* **AIM OF THE EXERCISE**: How many lines in the records below contain the word "blurred"? Reply with the number alone.

* **DATA ENTRIES**:
>> start

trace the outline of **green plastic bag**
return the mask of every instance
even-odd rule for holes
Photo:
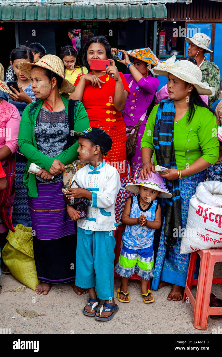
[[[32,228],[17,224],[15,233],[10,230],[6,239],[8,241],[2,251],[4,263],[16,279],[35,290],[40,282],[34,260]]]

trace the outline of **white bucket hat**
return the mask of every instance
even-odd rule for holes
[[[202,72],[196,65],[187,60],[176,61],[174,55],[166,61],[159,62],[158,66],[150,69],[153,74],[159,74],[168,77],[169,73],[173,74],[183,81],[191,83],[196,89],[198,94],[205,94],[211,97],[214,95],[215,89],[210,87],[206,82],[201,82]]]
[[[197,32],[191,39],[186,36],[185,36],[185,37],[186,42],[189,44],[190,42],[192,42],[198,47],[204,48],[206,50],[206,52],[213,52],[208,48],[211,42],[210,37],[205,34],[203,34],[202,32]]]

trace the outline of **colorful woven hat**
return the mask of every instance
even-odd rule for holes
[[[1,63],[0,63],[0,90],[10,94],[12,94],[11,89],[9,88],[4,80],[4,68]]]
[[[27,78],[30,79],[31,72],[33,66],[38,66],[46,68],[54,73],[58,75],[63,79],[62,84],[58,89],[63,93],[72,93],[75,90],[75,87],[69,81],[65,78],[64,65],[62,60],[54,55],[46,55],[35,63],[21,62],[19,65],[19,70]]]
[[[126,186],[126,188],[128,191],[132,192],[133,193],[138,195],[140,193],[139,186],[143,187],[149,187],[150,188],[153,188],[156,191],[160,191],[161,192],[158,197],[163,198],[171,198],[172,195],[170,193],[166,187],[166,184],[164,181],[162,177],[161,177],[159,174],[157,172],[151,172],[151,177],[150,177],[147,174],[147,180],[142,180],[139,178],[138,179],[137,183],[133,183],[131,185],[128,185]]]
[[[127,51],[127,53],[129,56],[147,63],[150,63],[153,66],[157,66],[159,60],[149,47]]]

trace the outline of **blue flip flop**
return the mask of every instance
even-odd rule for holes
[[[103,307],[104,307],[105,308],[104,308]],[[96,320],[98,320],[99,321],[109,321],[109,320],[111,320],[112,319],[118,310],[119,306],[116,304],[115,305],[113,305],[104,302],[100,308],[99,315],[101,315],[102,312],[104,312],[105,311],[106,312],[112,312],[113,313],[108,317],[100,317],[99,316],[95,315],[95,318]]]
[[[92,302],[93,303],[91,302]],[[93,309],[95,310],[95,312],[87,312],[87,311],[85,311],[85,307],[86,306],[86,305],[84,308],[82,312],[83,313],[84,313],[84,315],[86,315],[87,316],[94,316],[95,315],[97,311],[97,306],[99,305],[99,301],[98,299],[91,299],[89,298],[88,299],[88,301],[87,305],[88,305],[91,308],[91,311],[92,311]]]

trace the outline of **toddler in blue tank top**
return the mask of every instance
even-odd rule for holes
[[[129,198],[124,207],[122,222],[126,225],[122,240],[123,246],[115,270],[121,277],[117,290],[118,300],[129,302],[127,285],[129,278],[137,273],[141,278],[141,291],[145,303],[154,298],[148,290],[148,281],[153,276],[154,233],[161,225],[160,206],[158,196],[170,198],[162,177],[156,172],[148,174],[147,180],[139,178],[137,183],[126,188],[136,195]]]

>> end
>> start

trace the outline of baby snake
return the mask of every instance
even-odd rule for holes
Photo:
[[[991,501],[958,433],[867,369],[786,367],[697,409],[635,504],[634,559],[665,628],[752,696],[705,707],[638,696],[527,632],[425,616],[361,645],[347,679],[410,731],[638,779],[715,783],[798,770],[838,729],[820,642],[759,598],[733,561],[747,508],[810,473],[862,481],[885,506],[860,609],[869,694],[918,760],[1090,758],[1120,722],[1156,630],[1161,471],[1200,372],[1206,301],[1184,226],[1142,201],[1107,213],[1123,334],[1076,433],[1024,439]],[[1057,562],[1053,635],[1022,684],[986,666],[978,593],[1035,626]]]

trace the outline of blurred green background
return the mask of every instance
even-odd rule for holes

>> end
>> start

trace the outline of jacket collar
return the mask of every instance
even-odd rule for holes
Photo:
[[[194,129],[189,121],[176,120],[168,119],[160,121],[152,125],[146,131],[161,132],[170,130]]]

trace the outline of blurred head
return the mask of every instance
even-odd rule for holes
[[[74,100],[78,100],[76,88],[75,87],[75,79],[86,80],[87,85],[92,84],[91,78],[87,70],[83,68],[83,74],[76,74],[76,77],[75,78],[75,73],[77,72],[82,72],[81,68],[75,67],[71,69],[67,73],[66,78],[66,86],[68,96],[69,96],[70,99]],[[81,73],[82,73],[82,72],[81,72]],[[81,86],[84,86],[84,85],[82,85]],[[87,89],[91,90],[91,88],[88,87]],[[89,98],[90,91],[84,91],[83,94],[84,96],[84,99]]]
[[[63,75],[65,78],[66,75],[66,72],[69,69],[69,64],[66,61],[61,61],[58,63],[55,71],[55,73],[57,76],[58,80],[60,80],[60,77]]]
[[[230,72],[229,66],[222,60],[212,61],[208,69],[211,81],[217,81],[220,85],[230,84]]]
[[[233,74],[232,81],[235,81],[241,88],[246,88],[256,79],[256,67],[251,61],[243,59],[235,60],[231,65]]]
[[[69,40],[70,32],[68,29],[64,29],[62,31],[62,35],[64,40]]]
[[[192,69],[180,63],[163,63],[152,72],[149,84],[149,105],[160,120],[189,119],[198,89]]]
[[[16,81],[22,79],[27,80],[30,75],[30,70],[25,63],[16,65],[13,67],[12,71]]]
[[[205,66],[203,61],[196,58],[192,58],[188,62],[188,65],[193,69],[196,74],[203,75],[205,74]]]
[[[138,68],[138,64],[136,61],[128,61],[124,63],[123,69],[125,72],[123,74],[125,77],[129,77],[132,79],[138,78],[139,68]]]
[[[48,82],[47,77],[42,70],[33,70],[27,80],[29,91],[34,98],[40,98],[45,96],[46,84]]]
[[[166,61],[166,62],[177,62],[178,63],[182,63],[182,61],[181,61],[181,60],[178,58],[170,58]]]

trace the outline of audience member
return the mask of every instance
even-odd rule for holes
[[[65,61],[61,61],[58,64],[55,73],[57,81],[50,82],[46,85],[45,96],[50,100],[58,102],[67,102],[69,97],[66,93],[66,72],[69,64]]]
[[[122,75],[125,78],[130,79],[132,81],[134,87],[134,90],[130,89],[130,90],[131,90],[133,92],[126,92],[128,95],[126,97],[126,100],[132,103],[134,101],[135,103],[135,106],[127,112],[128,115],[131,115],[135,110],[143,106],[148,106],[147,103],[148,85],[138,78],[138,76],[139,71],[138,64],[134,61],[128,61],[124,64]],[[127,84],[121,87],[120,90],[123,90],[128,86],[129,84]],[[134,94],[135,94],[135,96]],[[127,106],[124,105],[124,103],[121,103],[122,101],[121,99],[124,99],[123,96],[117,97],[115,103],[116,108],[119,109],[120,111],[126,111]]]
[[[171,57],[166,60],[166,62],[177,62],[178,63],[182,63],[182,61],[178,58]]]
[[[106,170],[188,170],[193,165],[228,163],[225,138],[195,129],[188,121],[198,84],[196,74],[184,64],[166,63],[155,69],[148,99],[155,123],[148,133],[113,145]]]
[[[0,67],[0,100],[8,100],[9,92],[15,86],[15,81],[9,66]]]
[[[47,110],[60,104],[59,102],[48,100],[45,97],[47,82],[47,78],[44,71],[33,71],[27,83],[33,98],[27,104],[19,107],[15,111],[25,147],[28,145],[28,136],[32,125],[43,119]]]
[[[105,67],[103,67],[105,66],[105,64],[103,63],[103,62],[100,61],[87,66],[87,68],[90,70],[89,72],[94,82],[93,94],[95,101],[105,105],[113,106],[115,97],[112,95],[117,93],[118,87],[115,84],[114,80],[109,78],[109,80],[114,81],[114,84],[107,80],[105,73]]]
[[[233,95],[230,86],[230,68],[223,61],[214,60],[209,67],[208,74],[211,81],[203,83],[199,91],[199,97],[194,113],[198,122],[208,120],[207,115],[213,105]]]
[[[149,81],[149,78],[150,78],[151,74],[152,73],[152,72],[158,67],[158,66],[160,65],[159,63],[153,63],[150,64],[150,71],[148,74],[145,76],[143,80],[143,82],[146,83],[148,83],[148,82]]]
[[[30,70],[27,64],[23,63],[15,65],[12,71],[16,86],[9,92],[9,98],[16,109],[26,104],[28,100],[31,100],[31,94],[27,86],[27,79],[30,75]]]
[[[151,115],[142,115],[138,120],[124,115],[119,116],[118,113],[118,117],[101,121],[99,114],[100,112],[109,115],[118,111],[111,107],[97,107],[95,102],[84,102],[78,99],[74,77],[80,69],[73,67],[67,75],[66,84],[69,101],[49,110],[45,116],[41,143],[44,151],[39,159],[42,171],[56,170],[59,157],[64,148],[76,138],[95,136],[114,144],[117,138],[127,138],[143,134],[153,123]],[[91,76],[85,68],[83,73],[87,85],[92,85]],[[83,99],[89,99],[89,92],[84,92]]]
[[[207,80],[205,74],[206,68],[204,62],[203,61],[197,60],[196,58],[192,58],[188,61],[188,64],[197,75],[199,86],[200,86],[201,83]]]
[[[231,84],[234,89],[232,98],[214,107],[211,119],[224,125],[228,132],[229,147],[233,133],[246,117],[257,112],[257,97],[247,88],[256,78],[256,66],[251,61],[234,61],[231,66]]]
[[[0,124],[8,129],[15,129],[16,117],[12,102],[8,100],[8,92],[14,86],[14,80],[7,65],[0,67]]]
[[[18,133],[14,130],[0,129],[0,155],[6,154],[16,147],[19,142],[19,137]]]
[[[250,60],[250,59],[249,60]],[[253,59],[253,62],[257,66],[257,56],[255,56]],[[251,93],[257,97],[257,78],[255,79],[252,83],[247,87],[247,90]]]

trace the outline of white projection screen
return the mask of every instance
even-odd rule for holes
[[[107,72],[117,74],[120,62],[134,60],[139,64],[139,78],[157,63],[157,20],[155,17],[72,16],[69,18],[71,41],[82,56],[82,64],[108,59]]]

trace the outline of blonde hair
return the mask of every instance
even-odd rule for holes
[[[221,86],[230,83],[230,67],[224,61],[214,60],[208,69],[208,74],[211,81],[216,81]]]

>> end

* **RESULT FOR THIS TASK**: 2